このセパレータ用いて、定格電圧450V、容量50μF、素子外径17.9mmのアルミニウム電解コンデンサ素子を形成し、GBL系電解液を含浸後、ケースに挿入、封口し、比較例12のアルミニウム電解コンデンサとした。
特開昭53-142652号公報の実施例1の方法に従って、円網抄紙法により、厚さ90.0μm、密度0.600g/cm3、比引裂強さ35mN・m2/gのセパレータを得た。このセパレータのCSF値は450mlであった。
このセパレータを用いて、定格電圧450V、容量50μF、素子外径18.2mmのアルミニウム電解コンデンサ素子を形成し、EG系電解液を含浸後、ケースへの挿入を試みたが、素子外径が大きいため、実施例15や比較例9乃至11と同じサイズのケースには挿入できなかった。このため、実施例14よりも大きなサイズのケースに挿入し、従来例11のアルミニウム電解コンデンサとした。
式1:0≦X≦300
式2:15≦Y≦100
式3:Y≧0.175X-2.5
表1では、叩解の程度の違いを区別するために、CSF値が一旦0ml(下限値)まで低下した後、更に叩解し、上昇に転じたCSF値に、*を付けて記載している。また、両極間に二枚のセパレータを使用したアルミニウム電解コンデンサの場合、セパレータの厚さを「一枚の厚さの値×2」と記載している。各種の測定値は、いずれも複数個の試料の平均値を示している。
一方、比較例1のセパレータは、厚さが9.0μmと薄いため、破断不良率が1.1%、ショート不良率が8.5%と高くなっている。このことより、セパレータの厚さは10μm以上が好ましいとわかる。
また、比較例2のセパレータは、密度が0.238g/cm3と低いため、破断不良率が1.1%、ショート不良率が8.0%と高くなっている。このことより、セパレータの密度は0.25g/cm3以上が好ましいとわかる。

● **提示データ**:

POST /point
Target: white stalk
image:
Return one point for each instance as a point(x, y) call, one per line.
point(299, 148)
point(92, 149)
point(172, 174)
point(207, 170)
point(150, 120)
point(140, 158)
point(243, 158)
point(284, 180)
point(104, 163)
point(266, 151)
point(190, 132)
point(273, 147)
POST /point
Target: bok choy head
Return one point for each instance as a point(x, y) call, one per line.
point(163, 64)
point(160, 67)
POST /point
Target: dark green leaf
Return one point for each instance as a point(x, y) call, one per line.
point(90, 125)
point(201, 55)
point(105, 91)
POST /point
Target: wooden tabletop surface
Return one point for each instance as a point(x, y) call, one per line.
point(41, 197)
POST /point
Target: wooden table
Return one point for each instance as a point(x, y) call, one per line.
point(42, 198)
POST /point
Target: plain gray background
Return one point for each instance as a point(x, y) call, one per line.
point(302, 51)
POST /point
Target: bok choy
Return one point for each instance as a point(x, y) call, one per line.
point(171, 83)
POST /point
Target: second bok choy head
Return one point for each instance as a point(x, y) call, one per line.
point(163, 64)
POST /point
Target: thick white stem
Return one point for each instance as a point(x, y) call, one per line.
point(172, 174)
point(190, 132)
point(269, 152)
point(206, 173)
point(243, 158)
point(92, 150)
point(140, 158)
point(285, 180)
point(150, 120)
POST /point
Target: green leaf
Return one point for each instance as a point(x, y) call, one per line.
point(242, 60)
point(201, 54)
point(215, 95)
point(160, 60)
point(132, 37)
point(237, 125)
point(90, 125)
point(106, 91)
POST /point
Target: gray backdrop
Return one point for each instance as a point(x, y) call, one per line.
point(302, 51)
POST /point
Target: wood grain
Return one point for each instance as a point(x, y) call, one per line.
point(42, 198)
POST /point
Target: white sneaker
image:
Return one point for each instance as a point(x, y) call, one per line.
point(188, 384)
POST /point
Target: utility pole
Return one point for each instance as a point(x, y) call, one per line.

● **課題の説明**: 電解コンデンサ用セパレータに関する本文のうち、「特開昭53-142652号公」から「11のアルミニウム電解コンデンサとした。」までを一字も変えずに書き写してください。

● **課題の出力**:
特開昭53-142652号公報の実施例1の方法に従って、円網抄紙法により、厚さ90.0μm、密度0.600g/cm3、比引裂強さ35mN・m2/gのセパレータを得た。このセパレータのCSF値は450mlであった。
このセパレータを用いて、定格電圧450V、容量50μF、素子外径18.2mmのアルミニウム電解コンデンサ素子を形成し、EG系電解液を含浸後、ケースへの挿入を試みたが、素子外径が大きいため、実施例15や比較例9乃至11と同じサイズのケースには挿入できなかった。このため、実施例14よりも大きなサイズのケースに挿入し、従来例11のアルミニウム電解コンデンサとした。